◆ Requirement
All that should come back is the lines of the data below from the one containing "like (16, 225)." to the one containing "like (349, 259).", inclusive, exactly as they stand.

◆ Image point grounding data

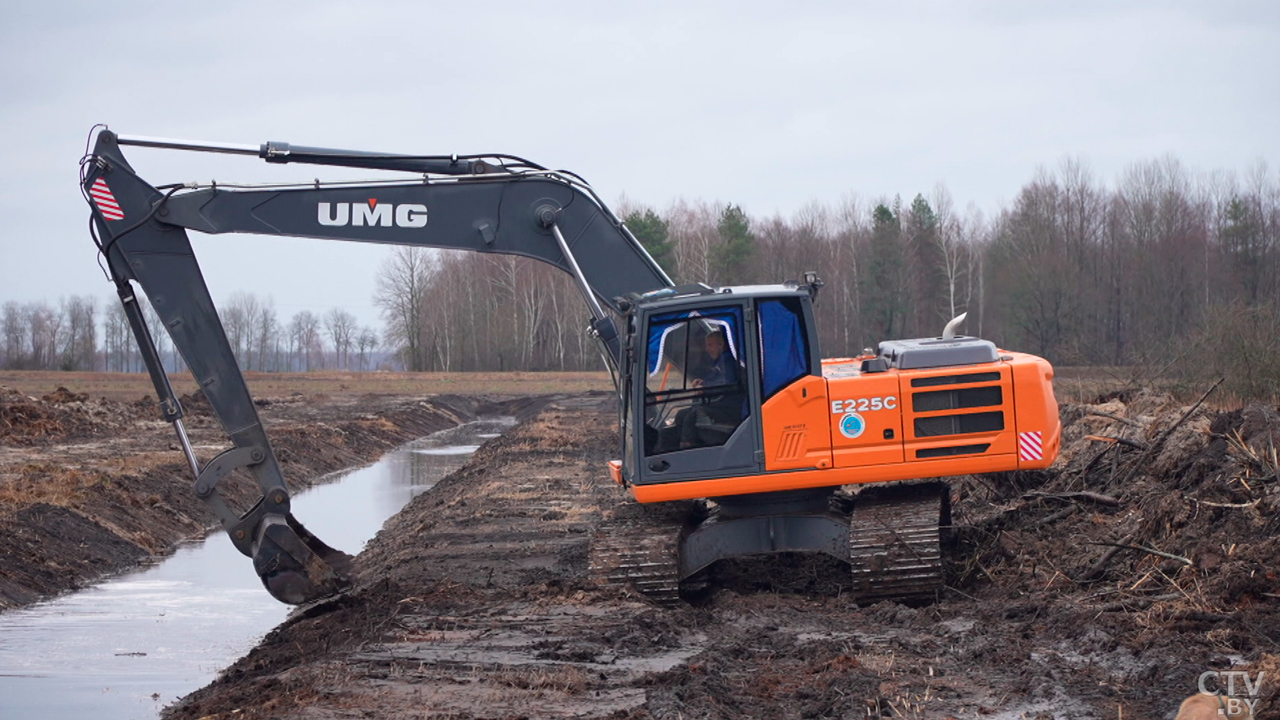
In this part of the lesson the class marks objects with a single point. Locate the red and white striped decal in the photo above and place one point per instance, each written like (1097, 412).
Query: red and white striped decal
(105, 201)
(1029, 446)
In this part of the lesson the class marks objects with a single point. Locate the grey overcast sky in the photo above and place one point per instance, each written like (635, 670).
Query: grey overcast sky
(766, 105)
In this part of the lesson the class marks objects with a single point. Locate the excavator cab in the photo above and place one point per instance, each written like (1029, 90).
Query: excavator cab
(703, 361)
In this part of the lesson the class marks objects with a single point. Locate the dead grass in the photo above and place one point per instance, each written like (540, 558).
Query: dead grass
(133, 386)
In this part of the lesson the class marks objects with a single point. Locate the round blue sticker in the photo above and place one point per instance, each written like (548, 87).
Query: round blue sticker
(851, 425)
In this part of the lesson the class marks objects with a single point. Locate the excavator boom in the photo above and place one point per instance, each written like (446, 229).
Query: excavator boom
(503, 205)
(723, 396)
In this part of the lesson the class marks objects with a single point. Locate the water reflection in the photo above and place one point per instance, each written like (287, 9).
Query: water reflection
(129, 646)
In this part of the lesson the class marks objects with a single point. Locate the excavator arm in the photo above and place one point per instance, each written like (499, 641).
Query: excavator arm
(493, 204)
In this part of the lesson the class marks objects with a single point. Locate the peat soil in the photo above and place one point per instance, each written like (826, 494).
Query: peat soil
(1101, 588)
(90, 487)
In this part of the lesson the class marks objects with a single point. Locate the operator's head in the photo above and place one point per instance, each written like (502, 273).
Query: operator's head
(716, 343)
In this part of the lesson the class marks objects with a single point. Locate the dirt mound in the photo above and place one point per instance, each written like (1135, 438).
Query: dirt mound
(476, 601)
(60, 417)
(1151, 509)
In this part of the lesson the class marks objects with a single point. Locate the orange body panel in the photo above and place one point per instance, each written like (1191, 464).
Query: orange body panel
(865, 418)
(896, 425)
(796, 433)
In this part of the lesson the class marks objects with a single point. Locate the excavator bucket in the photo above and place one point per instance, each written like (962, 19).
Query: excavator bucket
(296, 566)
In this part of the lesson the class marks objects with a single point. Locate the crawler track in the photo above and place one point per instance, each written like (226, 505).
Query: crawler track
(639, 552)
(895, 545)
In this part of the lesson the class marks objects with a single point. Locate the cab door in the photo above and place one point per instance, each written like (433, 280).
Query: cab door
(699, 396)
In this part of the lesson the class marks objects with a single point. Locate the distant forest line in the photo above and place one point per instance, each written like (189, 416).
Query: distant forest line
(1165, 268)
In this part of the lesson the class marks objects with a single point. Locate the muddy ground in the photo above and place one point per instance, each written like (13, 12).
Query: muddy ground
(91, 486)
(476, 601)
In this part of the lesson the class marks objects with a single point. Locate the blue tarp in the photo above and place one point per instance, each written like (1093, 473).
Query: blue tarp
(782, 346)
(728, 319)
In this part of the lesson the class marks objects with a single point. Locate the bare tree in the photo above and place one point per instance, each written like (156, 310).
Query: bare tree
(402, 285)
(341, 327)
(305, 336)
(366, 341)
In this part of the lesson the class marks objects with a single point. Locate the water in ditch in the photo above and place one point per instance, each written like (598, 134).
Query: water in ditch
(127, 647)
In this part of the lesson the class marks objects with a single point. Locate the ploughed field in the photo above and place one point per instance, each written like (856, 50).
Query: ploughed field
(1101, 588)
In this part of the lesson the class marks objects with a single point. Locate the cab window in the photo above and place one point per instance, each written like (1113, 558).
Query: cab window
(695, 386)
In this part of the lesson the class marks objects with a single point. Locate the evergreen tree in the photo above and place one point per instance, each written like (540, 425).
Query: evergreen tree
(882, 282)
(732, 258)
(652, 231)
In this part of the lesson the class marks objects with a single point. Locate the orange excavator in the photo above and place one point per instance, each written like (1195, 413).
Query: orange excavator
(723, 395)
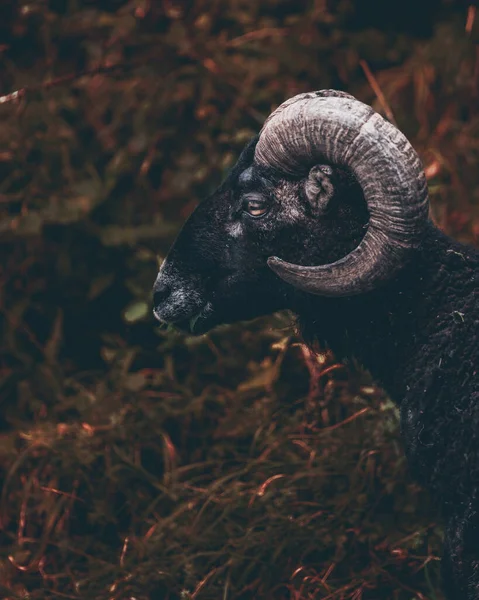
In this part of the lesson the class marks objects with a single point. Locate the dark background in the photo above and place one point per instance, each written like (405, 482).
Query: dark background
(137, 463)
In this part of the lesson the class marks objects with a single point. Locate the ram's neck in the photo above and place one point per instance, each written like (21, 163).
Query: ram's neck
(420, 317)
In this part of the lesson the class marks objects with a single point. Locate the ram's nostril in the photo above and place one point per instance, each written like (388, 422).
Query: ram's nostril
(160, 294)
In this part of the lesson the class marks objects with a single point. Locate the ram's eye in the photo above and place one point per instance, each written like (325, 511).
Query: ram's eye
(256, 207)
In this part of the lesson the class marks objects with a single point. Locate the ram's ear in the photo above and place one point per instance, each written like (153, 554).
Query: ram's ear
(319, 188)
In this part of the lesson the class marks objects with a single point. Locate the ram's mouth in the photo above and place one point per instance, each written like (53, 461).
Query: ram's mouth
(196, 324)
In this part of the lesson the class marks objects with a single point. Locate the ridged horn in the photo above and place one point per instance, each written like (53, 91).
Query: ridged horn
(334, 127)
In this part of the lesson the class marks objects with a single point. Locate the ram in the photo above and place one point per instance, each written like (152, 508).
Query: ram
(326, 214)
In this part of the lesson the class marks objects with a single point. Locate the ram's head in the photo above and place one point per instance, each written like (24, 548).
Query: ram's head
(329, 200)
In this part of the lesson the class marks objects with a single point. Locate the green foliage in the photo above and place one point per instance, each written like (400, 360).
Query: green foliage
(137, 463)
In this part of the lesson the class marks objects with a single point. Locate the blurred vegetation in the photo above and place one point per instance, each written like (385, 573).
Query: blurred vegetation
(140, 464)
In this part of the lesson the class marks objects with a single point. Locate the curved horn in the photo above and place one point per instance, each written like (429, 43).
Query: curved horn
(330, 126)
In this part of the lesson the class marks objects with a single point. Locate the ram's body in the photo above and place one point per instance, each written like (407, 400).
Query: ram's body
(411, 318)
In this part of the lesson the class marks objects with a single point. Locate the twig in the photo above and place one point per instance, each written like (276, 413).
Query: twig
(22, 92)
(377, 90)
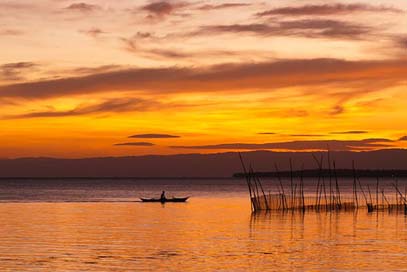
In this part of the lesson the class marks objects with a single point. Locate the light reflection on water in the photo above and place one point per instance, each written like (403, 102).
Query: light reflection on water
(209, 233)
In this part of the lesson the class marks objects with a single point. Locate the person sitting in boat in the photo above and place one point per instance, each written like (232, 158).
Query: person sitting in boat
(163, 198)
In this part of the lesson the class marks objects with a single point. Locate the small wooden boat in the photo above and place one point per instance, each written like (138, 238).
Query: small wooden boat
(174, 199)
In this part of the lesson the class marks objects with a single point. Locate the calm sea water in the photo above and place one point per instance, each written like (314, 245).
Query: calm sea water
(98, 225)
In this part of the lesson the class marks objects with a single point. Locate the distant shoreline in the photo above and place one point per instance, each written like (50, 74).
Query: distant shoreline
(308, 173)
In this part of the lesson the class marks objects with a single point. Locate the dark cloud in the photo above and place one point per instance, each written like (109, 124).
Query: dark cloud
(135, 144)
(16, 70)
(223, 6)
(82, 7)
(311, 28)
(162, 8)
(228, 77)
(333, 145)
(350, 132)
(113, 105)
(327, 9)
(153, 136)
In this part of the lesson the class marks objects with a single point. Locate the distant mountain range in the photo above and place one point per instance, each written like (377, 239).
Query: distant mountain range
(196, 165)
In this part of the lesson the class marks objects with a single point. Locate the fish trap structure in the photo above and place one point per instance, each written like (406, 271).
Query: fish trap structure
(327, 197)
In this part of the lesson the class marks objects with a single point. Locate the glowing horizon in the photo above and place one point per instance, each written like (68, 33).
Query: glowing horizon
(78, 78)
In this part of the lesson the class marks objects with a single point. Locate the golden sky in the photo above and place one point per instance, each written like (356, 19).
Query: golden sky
* * *
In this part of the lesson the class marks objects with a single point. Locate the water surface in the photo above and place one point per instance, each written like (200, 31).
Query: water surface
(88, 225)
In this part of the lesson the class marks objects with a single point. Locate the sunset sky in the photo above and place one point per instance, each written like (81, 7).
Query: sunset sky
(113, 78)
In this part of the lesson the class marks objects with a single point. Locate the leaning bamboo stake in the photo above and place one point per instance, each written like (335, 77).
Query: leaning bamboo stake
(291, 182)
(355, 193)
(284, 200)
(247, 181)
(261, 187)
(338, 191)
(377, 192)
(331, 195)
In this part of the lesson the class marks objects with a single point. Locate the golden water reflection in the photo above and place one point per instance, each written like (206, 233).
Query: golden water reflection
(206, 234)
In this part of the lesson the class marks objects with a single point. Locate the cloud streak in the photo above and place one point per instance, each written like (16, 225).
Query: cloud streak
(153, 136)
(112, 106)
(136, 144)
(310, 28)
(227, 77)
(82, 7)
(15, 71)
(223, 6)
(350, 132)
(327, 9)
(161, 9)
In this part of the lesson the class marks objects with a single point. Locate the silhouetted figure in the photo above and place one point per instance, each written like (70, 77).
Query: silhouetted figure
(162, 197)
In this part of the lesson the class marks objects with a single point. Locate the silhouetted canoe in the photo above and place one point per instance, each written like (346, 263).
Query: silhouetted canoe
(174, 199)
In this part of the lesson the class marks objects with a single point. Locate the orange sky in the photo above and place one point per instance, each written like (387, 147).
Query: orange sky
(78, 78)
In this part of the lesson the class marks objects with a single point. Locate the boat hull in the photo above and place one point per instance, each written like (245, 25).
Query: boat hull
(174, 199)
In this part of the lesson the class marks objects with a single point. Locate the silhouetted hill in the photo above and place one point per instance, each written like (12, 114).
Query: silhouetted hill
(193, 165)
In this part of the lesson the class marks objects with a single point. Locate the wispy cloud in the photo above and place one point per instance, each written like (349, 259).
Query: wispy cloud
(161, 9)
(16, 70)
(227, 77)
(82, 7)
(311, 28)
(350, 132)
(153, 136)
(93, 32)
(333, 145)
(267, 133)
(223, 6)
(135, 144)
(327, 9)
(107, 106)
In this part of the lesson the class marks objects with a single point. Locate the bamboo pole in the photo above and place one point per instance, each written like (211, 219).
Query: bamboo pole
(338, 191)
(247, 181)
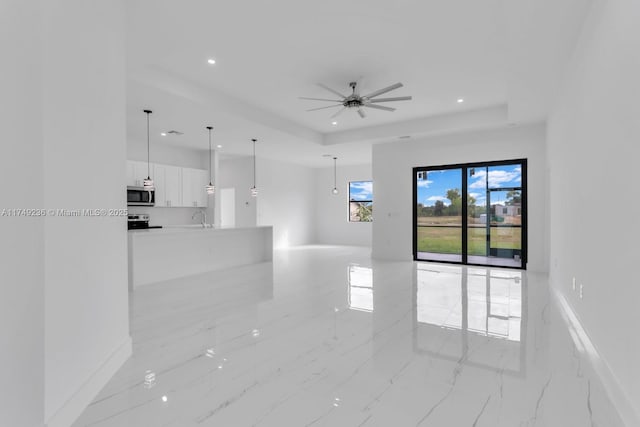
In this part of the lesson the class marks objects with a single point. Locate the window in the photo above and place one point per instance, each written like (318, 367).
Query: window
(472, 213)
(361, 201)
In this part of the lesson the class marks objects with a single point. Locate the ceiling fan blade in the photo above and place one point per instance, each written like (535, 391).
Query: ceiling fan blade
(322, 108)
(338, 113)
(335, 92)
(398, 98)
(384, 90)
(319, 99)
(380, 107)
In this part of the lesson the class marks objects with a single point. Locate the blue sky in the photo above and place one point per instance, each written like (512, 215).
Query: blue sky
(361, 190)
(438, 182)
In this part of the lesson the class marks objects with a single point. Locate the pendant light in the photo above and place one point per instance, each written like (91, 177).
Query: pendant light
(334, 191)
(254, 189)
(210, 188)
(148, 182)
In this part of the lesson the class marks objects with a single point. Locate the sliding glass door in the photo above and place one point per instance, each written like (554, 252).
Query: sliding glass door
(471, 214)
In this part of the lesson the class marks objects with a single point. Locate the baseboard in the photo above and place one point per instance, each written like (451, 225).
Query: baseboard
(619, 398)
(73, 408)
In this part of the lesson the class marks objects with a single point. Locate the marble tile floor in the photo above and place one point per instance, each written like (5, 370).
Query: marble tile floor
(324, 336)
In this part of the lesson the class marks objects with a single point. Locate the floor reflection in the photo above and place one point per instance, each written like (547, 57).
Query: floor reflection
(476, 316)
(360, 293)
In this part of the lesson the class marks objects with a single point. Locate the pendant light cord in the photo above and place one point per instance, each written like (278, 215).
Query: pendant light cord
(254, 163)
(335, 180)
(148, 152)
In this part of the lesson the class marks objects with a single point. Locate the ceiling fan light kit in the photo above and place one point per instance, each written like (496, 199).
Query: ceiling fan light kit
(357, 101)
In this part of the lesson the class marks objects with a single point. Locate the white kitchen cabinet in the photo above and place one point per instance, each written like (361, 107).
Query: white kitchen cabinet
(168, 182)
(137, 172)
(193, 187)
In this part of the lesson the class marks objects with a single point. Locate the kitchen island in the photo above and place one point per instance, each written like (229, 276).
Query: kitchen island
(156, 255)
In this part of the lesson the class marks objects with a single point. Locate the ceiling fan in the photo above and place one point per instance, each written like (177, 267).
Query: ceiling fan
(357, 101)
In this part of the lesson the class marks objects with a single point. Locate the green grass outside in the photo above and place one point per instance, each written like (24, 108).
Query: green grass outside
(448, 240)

◆ Exercise output
In this part of the lesson the class marks objects with a single point. Locate the cloud streak in the photo above and place one point per instance, each written like (16, 225).
Query: cloud streak
(153, 136)
(112, 106)
(136, 144)
(310, 28)
(227, 77)
(82, 7)
(15, 71)
(223, 6)
(350, 132)
(327, 9)
(161, 9)
In this part of the lesson the class marks objects with a single point. Locate the silhouetted figure in the photo above and place one point per instance, each written like (70, 77).
Query: silhouetted figure
(162, 197)
In this part of the lesson the class marks objects with a single point. Locate the silhouetted canoe in the photo above and place one point per instance, each written like (346, 263).
Query: silhouetted canoe
(174, 199)
In this part of the lesson the class marks objects with a single point. Locate the orange sky in the photo above and place one point per instance, each written like (387, 147).
Query: orange sky
(78, 78)
In this part of the lesson the class marks objects with a single point. Locate the boat hull in the photo above and place one point per instance, each written like (245, 25).
Query: boat hull
(174, 199)
In this part of the lesson the class marks objects with a single point. Locate the silhouetted hill in the photo above and place one point per instance, each written like (12, 114).
Query: silhouetted hill
(193, 165)
In this part of the lesson the class marks objects with a single point. Locate the wispy cloud in the photo above and place one point per instance, each written like (349, 259).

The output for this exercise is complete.